* EXERCISE 1
Transcribe the passage from "Do you need" up to and including "down the road." from the page on letters of competency.
* EXERCISE 2
According to the page on letters of competency, who do most people ask to create such a letter?

* PAGE EXCERPT

■ ■ ■ ■ ■ ■ ■

Do you need to consider writing a letter of competency? Dementia and other health issues that affect one’s mental capacity are devastating in many ways, but they can also complicate the basic legal planning that is recommended for all seniors. These sensitive issues can lead to bitter disputes between family members over whether an aging loved one’s will, powers of attorney and other legal documents were valid. If you or your loved one has received the news that you are suffering from dementia or other problem that impacts mental capacity, it can be devastating. The perfect storm of questionable mental capacity and preparing for the future can breed suspicion and jealousy, often pitting family members against one another. However, adding one simple step to a senior’s legal planning process can reduce the potential for unnecessary stress and familial discord down the road.
What a Letter of Competency Does
It is a good idea to obtain a letter of competency when a will, advanced directive, power of attorney, or other legal document is drafted. This can help dispel any disagreements about whether the person signing the documents had the mental capacity to make such decisions. While an attorney cannot help an incompetent individual create or change a document, the legal definition of competency is a bit different than the medical definition of competency. It is also wise to ensure that a person is both medically and legally competent to make decisions about their estate, finances, and healthcare so there is no doubt about the validity of the documents they sign.
Obtaining a Letter of Competency
Most people will request that their primary care doctor create a letter of competency because they would have seen the person over a course of several years and be able to recognize any changes in their baseline state. Other people may choose to have a doctor that specializes in mental health to create such a letter.

■ ■ ■ ■ ■ ■ ■

* INFORMATION SHOWN
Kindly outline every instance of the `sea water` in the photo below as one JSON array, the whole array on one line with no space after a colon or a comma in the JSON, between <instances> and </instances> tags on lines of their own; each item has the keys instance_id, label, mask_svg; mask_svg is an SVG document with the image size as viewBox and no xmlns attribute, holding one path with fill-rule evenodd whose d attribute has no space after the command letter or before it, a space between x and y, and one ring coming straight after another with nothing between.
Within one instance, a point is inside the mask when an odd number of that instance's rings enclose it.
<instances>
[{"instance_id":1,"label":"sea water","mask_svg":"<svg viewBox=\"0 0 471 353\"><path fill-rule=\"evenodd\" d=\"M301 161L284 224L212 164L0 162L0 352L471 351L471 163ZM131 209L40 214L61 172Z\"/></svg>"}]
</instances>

■ ■ ■ ■ ■ ■ ■

* YOUR SOLUTION 1
Do you need to consider writing a letter of competency? Dementia and other health issues that affect one’s mental capacity are devastating in many ways, but they can also complicate the basic legal planning that is recommended for all seniors. These sensitive issues can lead to bitter disputes between family members over whether an aging loved one’s will, powers of attorney and other legal documents were valid. If you or your loved one has received the news that you are suffering from dementia or other problem that impacts mental capacity, it can be devastating. The perfect storm of questionable mental capacity and preparing for the future can breed suspicion and jealousy, often pitting family members against one another. However, adding one simple step to a senior’s legal planning process can reduce the potential for unnecessary stress and familial discord down the road.

* YOUR SOLUTION 2
Most people ask their primary care doctor.